TEXT BLOCK —

○ ○ ○

The RS3 firefighting robot pushes aside debris after fire swept through a commerical building Tuesday morning in Los Angeles. - Photo Courtesy of Los Angeles Fire Department

The RS3 firefighting robot pushes aside debris after fire swept through a commerical building Tuesday morning in Los Angeles.

Photo Courtesy of Los Angeles Fire Department

Los Angeles fire officials took advantage of a major emergency Tuesday morning to unveil a new fire-fighting robot originally scheduled to be demonstrated to the public later the same day.

A fire in a textile business in downtown Los Angeles devastated one building and spread into another, requiring the response of nearly 150 firefighters, local media report.

The RS3 is a remote controlled, track mounted robotic monitor from Textron (Howe & Howe Technologies) which can perform multiple functions, especially at complex and extended commercial and industrial fires where it can be used to keep firefighters out of harm’s way. Weighing 3,500 pounds, the robot was used in the ‘dozer’ mode to clear debris from inside the structure to facilitate a more effective attack on the fire while eliminating the need to put any firefighters at risk.

At 4:43 a.m., Los Angeles City Fire Department responded to a structure fire at 801 S Crocker Street in downtown Los Angeles. The arriving fire companies found a one-story commercial building with fire showing, the LAFD Facebook page reports.

○ ○ ○

DATASET ROWS —
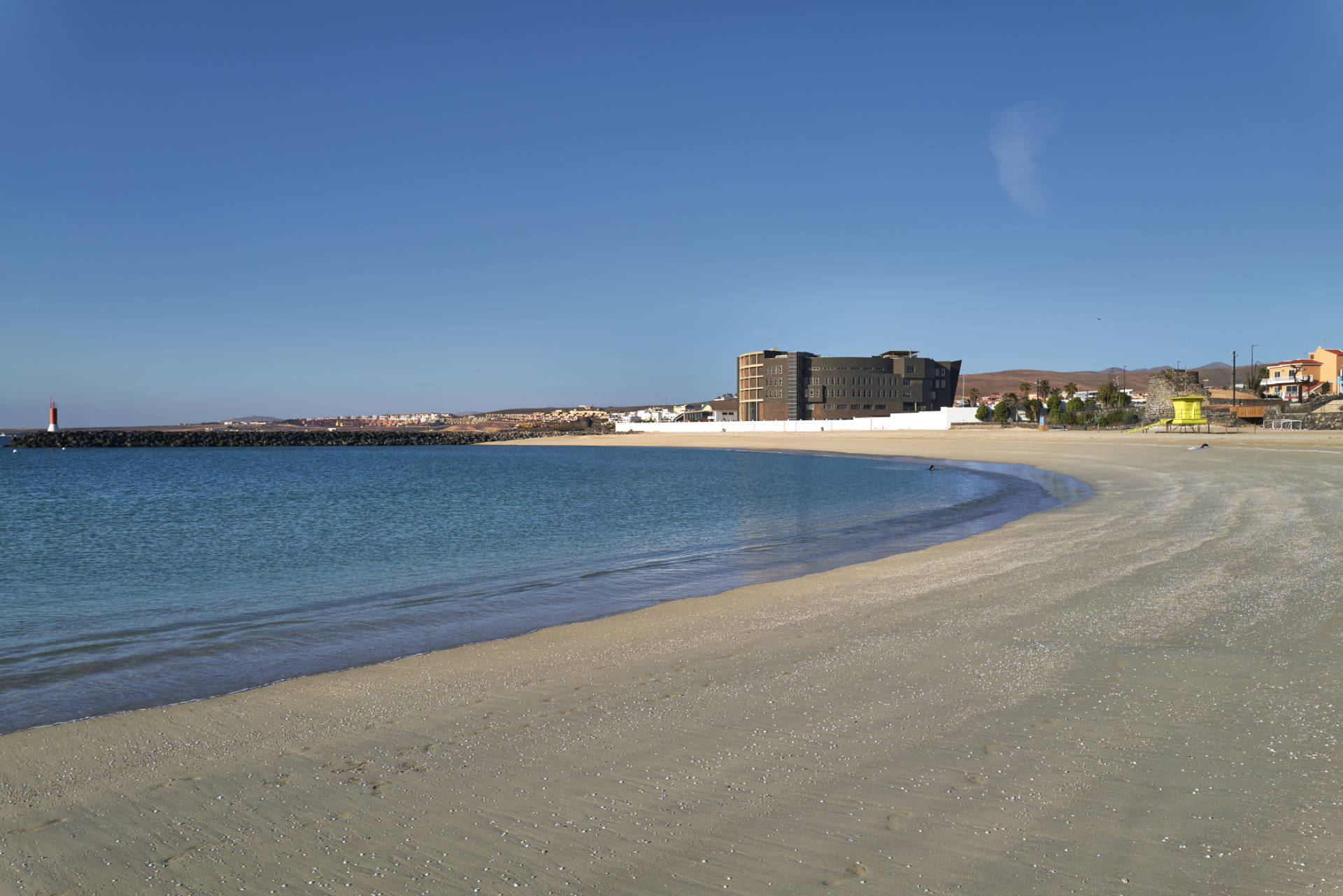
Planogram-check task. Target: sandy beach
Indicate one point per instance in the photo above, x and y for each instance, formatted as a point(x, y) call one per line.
point(1135, 693)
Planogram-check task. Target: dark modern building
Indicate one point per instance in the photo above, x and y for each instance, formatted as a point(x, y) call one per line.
point(800, 386)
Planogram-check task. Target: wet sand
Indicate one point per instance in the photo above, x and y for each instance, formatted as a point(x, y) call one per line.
point(1137, 693)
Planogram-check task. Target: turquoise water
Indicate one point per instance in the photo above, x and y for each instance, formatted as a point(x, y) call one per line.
point(141, 576)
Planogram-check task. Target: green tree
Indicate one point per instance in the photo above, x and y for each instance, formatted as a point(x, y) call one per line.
point(1256, 381)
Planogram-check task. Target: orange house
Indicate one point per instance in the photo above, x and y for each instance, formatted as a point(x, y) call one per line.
point(1293, 381)
point(1331, 367)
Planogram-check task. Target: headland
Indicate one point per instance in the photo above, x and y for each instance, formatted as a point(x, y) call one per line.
point(1134, 693)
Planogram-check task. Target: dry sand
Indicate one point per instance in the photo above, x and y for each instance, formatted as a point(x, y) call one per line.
point(1137, 693)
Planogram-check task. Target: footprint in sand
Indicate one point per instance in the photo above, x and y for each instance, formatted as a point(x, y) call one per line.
point(190, 851)
point(46, 824)
point(972, 781)
point(853, 872)
point(408, 751)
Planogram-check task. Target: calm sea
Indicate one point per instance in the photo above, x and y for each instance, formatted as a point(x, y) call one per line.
point(141, 576)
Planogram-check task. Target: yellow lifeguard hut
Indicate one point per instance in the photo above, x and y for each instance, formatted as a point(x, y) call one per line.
point(1189, 411)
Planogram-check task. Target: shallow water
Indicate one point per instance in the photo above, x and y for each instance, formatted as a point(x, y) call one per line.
point(141, 576)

○ ○ ○

TASK DETAILS — Copy the firefighting robot article word for word, between "The RS3 is a" and "firefighters at risk.", inclusive.

PROBLEM SOLUTION —
The RS3 is a remote controlled, track mounted robotic monitor from Textron (Howe & Howe Technologies) which can perform multiple functions, especially at complex and extended commercial and industrial fires where it can be used to keep firefighters out of harm’s way. Weighing 3,500 pounds, the robot was used in the ‘dozer’ mode to clear debris from inside the structure to facilitate a more effective attack on the fire while eliminating the need to put any firefighters at risk.